(WHAT YOU ARE ASKED TO DO): Reproduce the listing below exactly. Pictures do not belong in the copy.

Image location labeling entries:
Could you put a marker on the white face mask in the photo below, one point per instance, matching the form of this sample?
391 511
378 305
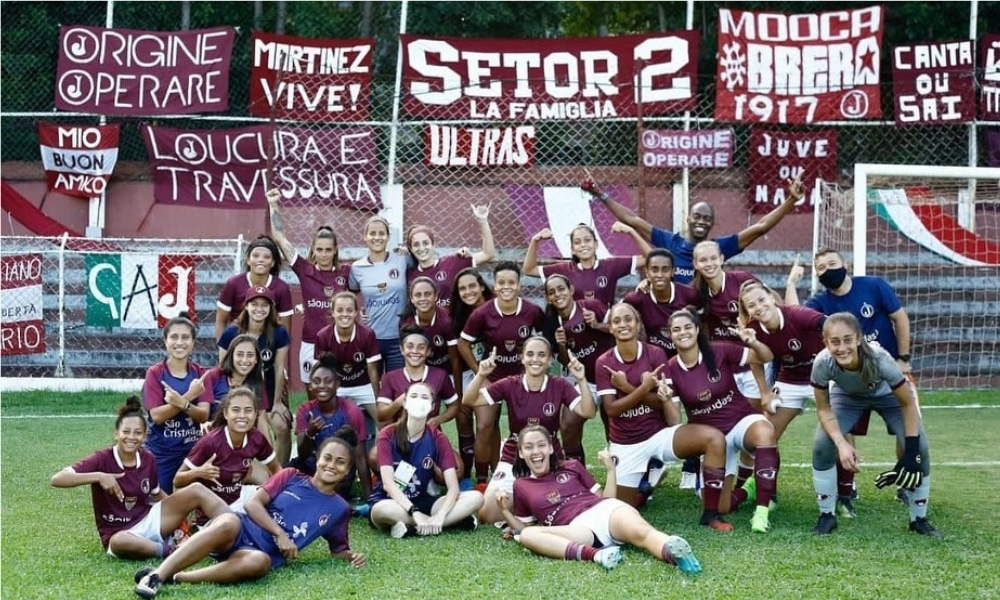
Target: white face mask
419 408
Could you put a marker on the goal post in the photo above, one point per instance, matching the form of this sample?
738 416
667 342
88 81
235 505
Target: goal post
933 233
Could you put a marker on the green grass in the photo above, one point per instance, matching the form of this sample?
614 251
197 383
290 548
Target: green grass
50 547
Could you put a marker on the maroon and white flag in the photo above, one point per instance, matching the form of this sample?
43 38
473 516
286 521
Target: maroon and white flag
22 326
549 79
78 159
310 79
678 149
777 156
989 102
453 146
135 72
230 168
934 83
799 68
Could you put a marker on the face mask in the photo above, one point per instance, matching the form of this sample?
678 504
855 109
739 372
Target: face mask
418 408
833 278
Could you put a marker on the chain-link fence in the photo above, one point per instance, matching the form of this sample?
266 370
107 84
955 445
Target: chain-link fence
435 161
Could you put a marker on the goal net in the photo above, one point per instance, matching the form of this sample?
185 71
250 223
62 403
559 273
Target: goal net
934 234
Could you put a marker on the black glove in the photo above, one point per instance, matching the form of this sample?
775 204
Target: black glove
910 470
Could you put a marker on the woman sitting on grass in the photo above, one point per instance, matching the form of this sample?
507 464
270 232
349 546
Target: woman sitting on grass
135 518
558 510
410 455
285 515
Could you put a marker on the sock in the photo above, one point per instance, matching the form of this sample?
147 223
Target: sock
845 481
467 444
714 479
575 551
766 473
917 499
825 484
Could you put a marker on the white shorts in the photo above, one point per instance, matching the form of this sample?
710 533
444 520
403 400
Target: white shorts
306 351
794 395
747 385
598 520
359 394
148 528
631 460
502 480
734 441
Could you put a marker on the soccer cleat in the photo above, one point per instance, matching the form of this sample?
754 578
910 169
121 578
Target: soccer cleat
400 530
826 524
760 522
148 585
682 556
714 520
845 507
609 557
922 526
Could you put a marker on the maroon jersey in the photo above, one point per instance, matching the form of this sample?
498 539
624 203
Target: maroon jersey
353 354
640 422
396 382
795 343
597 283
526 407
506 333
441 334
138 485
724 307
712 398
318 287
234 293
444 272
584 341
655 315
556 498
234 463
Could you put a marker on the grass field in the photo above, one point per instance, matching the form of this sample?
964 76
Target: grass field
50 547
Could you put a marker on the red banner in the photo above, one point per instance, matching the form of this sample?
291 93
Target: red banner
777 156
78 160
134 72
674 149
22 326
229 168
175 287
801 68
933 83
989 103
448 146
310 79
560 79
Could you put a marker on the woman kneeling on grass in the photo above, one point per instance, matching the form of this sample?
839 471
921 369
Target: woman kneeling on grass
409 454
285 515
582 524
135 518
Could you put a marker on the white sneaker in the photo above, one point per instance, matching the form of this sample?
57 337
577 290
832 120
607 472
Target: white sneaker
609 557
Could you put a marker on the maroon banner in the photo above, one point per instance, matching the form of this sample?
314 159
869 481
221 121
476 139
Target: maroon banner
448 146
150 73
229 168
777 156
989 103
530 80
78 160
801 68
310 79
672 149
934 83
22 326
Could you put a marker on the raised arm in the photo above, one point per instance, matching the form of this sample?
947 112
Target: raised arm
796 191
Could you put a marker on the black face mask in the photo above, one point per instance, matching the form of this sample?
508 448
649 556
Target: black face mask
833 278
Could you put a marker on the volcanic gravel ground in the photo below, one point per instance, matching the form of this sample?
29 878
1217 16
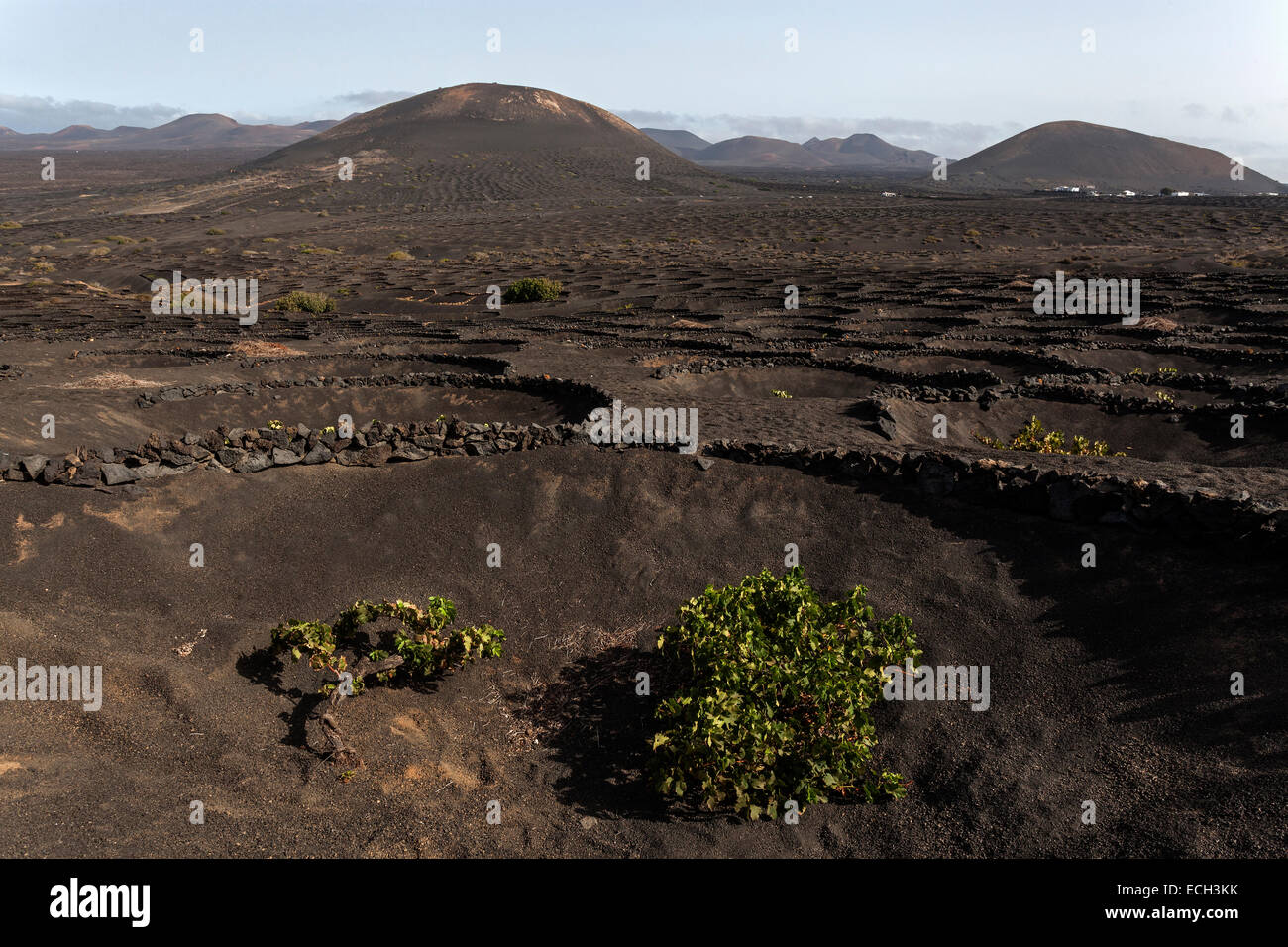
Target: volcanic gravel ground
1109 684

(WRITTEN ANSWER):
Could you put a marker on the white face mask in the photo below, one point per instance, matching the form of this sample?
391 511
378 305
Target: white face mask
419 408
Could you put a marker on the goal post in the photo above, one point per instance, matching the form of this sample?
738 416
667 342
88 81
235 505
Target: goal post
933 233
Could you put a marker on the green grass in the photo above, one point per instance, matching the form of this sample?
614 251
197 383
290 548
Target: green grass
50 547
Could you put a marker on the maroon and white flag in the photo above, one point per instance, matching the form of this sample?
43 38
473 516
286 521
Target: maroon and white flag
22 326
549 79
78 159
310 79
678 149
777 156
989 102
453 146
135 72
230 168
934 83
799 68
Could you put a marker on the face mask in the photo above, one point per instance, matching the form of this sample?
678 504
855 109
739 372
Target: face mask
418 408
833 278
Could you put a marker on the chain-link fence in the photo above, one point per instance, matching the form of this sample?
266 370
107 84
955 445
Target: chain-link fence
435 161
Could you put a marker on the goal net in the photo above, one point per instance, matching the form of this sample?
185 71
250 223
62 403
559 273
Target: goal net
934 234
Could you put a marker on the black glove in the photo above, one point per instance, matching the form of this sample?
775 204
Target: black glove
910 470
Could you put a marker on the woman sitting on grass in the photo above, one point per instance, matching the form of this sample?
507 464
270 232
349 546
Target: woman sitting on grass
135 518
558 510
410 455
285 515
Could you put a marker on the sock in the photo above, one point per instance, matching the form of this sample?
147 223
Target: sock
845 481
467 444
714 479
575 551
766 473
917 499
825 484
Could you put a marker on the white shorts in the photo above, one point per instance, matching the form of this sample?
710 533
444 520
403 400
Target: white shorts
306 351
794 395
747 385
598 520
359 394
148 528
631 460
502 480
734 441
Could you put a marker on the soccer cleat in the photo above, one point per instance, matching the form of this sample?
754 578
910 169
121 578
Target: soccer cleat
400 530
826 524
760 522
148 585
682 556
714 520
845 507
609 557
922 526
Could you put a marker on the maroon jersey in the photo above, one point per instance, matching the form of this sample?
498 539
624 203
Target: maroon jersey
353 354
640 422
396 382
795 343
597 283
526 407
506 333
441 334
138 485
724 307
712 398
318 287
234 293
444 272
584 341
655 315
556 498
234 463
Could you put a marker on the grass field in the photo above, one point per instance, matching the form of this sample?
964 76
Target: grass field
50 547
Could you put a marker on the red banner in the photo above, one point per instance, matching the form of this sample?
291 93
Target: red banner
777 156
78 160
134 72
674 149
22 326
229 168
175 287
801 68
933 83
989 103
448 146
310 79
560 79
Could you put a marker on the woman kneeling on grass in the photo above, one point per instance, matching the form of this sample?
839 471
921 369
Target: woman kneeling on grass
409 454
285 515
582 524
135 518
Could you put a marker on the white sneaker in the photo above, one point per instance, matching the form of this sample?
57 337
577 290
832 120
607 472
Target: white sneaker
609 557
Could you put a marker on the maroon banner in the photo above, one point per instance, matching the form of this sample?
314 159
869 481
221 121
476 139
Target: maroon banner
448 146
150 73
229 168
777 156
989 103
530 80
78 160
801 68
310 79
672 149
934 83
22 326
Could you put a marker on the raised arm in the photo above, one point per instance, matching the form of this sample?
947 112
Target: raised arm
796 191
Could you put a marker on the black face mask in the photo above, one point per instance, matching the form of this sample?
508 448
649 556
Target: black face mask
833 278
Could you put a marker on the volcanic gravel ground in the photo below, one point per instance, matching the form of this sample?
29 878
1217 16
Target: volcanic gravel ground
1109 684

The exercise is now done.